Reproduce the data below word for word, keeping every line, character, and punctuation mark unchanged.

* _Source data_:
>>>>>

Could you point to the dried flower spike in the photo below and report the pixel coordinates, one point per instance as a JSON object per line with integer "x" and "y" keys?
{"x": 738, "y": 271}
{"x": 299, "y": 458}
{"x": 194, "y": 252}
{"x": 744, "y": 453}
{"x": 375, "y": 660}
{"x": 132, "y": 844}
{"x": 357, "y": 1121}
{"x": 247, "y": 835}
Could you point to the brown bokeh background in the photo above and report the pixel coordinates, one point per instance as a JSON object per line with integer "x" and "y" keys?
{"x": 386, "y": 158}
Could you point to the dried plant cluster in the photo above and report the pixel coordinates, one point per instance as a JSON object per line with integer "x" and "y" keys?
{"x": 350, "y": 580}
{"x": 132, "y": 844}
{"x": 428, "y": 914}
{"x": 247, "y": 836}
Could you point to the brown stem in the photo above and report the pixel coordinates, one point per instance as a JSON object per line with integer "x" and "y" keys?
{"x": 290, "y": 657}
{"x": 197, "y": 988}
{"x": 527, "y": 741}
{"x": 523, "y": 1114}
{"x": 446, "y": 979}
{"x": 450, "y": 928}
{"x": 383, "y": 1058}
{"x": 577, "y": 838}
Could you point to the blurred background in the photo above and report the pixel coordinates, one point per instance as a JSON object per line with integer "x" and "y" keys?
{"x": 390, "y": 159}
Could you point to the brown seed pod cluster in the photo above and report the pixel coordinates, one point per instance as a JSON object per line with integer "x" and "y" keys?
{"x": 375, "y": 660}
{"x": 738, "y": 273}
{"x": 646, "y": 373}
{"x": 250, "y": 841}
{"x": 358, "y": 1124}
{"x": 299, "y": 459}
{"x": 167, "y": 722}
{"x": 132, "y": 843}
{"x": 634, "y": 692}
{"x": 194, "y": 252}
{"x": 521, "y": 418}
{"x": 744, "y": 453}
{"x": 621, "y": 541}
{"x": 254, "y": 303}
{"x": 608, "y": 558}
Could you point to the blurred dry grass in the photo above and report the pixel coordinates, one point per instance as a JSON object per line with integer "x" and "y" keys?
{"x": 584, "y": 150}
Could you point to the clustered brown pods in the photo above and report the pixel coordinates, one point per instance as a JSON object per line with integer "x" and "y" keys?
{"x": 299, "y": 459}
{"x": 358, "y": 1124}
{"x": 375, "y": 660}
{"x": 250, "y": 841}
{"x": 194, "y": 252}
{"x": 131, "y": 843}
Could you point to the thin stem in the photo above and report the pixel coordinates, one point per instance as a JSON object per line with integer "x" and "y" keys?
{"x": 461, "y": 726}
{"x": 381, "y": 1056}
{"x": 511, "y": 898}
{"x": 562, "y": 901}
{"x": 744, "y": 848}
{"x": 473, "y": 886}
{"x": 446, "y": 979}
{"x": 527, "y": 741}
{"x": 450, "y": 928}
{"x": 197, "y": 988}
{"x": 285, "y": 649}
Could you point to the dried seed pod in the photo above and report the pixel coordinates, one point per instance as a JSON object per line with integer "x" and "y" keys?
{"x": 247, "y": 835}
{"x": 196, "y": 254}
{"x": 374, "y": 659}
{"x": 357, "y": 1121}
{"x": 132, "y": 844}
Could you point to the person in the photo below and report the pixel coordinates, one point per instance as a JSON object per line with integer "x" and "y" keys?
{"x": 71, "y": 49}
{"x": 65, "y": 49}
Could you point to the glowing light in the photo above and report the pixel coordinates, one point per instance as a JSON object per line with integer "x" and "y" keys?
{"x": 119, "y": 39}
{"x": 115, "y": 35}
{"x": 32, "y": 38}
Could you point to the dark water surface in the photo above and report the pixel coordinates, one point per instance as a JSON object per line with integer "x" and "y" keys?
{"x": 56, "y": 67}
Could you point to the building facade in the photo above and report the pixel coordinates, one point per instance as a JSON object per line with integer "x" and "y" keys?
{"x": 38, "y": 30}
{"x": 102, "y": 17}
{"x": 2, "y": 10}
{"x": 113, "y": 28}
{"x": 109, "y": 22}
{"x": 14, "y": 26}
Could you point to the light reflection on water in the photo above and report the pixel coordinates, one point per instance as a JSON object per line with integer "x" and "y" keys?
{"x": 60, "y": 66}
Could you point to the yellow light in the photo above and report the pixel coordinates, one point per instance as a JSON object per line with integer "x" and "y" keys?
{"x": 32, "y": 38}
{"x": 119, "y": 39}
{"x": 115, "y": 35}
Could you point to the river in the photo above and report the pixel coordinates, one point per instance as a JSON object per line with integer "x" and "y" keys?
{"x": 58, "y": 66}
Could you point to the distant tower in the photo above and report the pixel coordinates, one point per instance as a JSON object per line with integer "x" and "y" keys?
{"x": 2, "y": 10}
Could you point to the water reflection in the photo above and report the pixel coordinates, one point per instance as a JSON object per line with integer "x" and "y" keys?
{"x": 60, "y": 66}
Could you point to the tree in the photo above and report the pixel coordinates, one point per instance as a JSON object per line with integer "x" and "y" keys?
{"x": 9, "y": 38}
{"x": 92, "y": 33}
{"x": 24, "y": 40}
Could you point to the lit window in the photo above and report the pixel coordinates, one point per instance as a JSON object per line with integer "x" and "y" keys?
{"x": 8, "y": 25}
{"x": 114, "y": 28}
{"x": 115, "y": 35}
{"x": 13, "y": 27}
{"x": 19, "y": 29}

<<<<<

* _Written solution_:
Could you point to the dried flower spike in the photo below and report the pixel coordinates, one point per instance as a JSON object per line with integer "x" and "y" keys?
{"x": 738, "y": 271}
{"x": 299, "y": 458}
{"x": 194, "y": 252}
{"x": 744, "y": 453}
{"x": 375, "y": 660}
{"x": 132, "y": 844}
{"x": 357, "y": 1121}
{"x": 247, "y": 835}
Could you point to the brown bokeh background in the photo above and report the pixel coordinates, one point per instance as a JSON object per line with integer "x" and "y" keys?
{"x": 386, "y": 158}
Could you point to the dried plant cluster in the photo above and report the pixel coordinates, one point per instance as a JSON object per line with integer "x" and "y" keys?
{"x": 350, "y": 580}
{"x": 132, "y": 844}
{"x": 428, "y": 914}
{"x": 247, "y": 836}
Could you point to the brown stem in the photo above and report the pixel coordinates, one point per instance as a JSON object per line with integer "x" and "y" keys?
{"x": 290, "y": 657}
{"x": 197, "y": 988}
{"x": 527, "y": 741}
{"x": 523, "y": 1114}
{"x": 446, "y": 979}
{"x": 450, "y": 928}
{"x": 383, "y": 1058}
{"x": 577, "y": 838}
Could you point to the blurred background in the photo above and report the pixel coordinates, one point per instance as a JSON object per line with integer "x" and "y" keys?
{"x": 390, "y": 159}
Could you point to the brown seed pod cluster in the photo above and report the pixel coordinates, one point per instance as a JSON object per line with integer "x" and "y" keys?
{"x": 375, "y": 660}
{"x": 738, "y": 273}
{"x": 646, "y": 373}
{"x": 250, "y": 841}
{"x": 358, "y": 1124}
{"x": 299, "y": 459}
{"x": 167, "y": 722}
{"x": 132, "y": 843}
{"x": 634, "y": 692}
{"x": 194, "y": 252}
{"x": 521, "y": 418}
{"x": 744, "y": 453}
{"x": 621, "y": 541}
{"x": 254, "y": 303}
{"x": 608, "y": 558}
Could you point to the blurred dry grass in the photo above and report the pixel coordinates, one point per instance as a JSON object per line with integer "x" and "y" keys?
{"x": 584, "y": 150}
Could you point to the clustered brown pods in the photo above and report the pixel coordinates, one point per instance as a JSON object per line with integer "x" and "y" keys?
{"x": 299, "y": 459}
{"x": 358, "y": 1124}
{"x": 375, "y": 660}
{"x": 250, "y": 841}
{"x": 194, "y": 252}
{"x": 131, "y": 843}
Could you point to the thin stem in the photo above and report the pixel coordinates, one point per instance as a JSON object per line with integer "x" and "y" keys?
{"x": 461, "y": 726}
{"x": 381, "y": 1056}
{"x": 511, "y": 898}
{"x": 562, "y": 901}
{"x": 744, "y": 848}
{"x": 473, "y": 886}
{"x": 446, "y": 979}
{"x": 527, "y": 741}
{"x": 450, "y": 928}
{"x": 197, "y": 988}
{"x": 285, "y": 649}
Could you point to the dried seed pod in the photo above and report the pixel coordinates, one point per instance as a JSON object per line with integer "x" and "y" keys?
{"x": 247, "y": 835}
{"x": 196, "y": 254}
{"x": 374, "y": 659}
{"x": 357, "y": 1121}
{"x": 132, "y": 844}
Could you point to the person in the photo below and report the pixel coordinates, one point per instance as a JSON object per line with integer "x" and "y" keys?
{"x": 71, "y": 49}
{"x": 65, "y": 49}
Could you point to the glowing light in the photo above and report the pixel coordinates, one point per instance as a JSON object per line with integer "x" and "y" keys?
{"x": 119, "y": 39}
{"x": 115, "y": 35}
{"x": 32, "y": 38}
Could you point to the dark water surface in the photo above and report the pixel coordinates, one point per instance as a JSON object per line with integer "x" and "y" keys?
{"x": 56, "y": 67}
Could you point to the building facade in the photo above and report the pixel coordinates, one point per instance as a JSON object per line with integer "x" and "y" keys?
{"x": 38, "y": 30}
{"x": 102, "y": 17}
{"x": 2, "y": 10}
{"x": 113, "y": 28}
{"x": 109, "y": 22}
{"x": 14, "y": 26}
Could you point to the light reflection on water in the photo above and report the pixel coordinates, one point per instance as a JSON object per line with integer "x" and "y" keys?
{"x": 60, "y": 66}
Could you point to the yellow light in the photo above and report the pixel coordinates, one point per instance as a JSON object per line with integer "x" and "y" keys?
{"x": 32, "y": 38}
{"x": 119, "y": 39}
{"x": 115, "y": 35}
Could you point to the river in the photo above and report the pixel coordinates, one point per instance as a JSON object per line with integer "x" and "y" keys?
{"x": 58, "y": 66}
Could you point to the distant tower in the photo above and report the pixel coordinates, one point per instance as a JSON object per line with integer "x" and "y" keys?
{"x": 2, "y": 10}
Could you point to the water reflection in the photo above and report the pixel coordinates, one point per instance as a JSON object per line with integer "x" and "y" keys?
{"x": 60, "y": 66}
Could you point to the tree in the photo above and report the pixel coordinates, one point per instance as a JSON object per line with integer "x" and "y" keys?
{"x": 9, "y": 38}
{"x": 92, "y": 33}
{"x": 24, "y": 40}
Could you point to the lit window in the photo above and report the pixel coordinates, one point per instance as a JSON object per line with integer "x" and "y" keys?
{"x": 8, "y": 25}
{"x": 114, "y": 28}
{"x": 115, "y": 35}
{"x": 13, "y": 27}
{"x": 19, "y": 29}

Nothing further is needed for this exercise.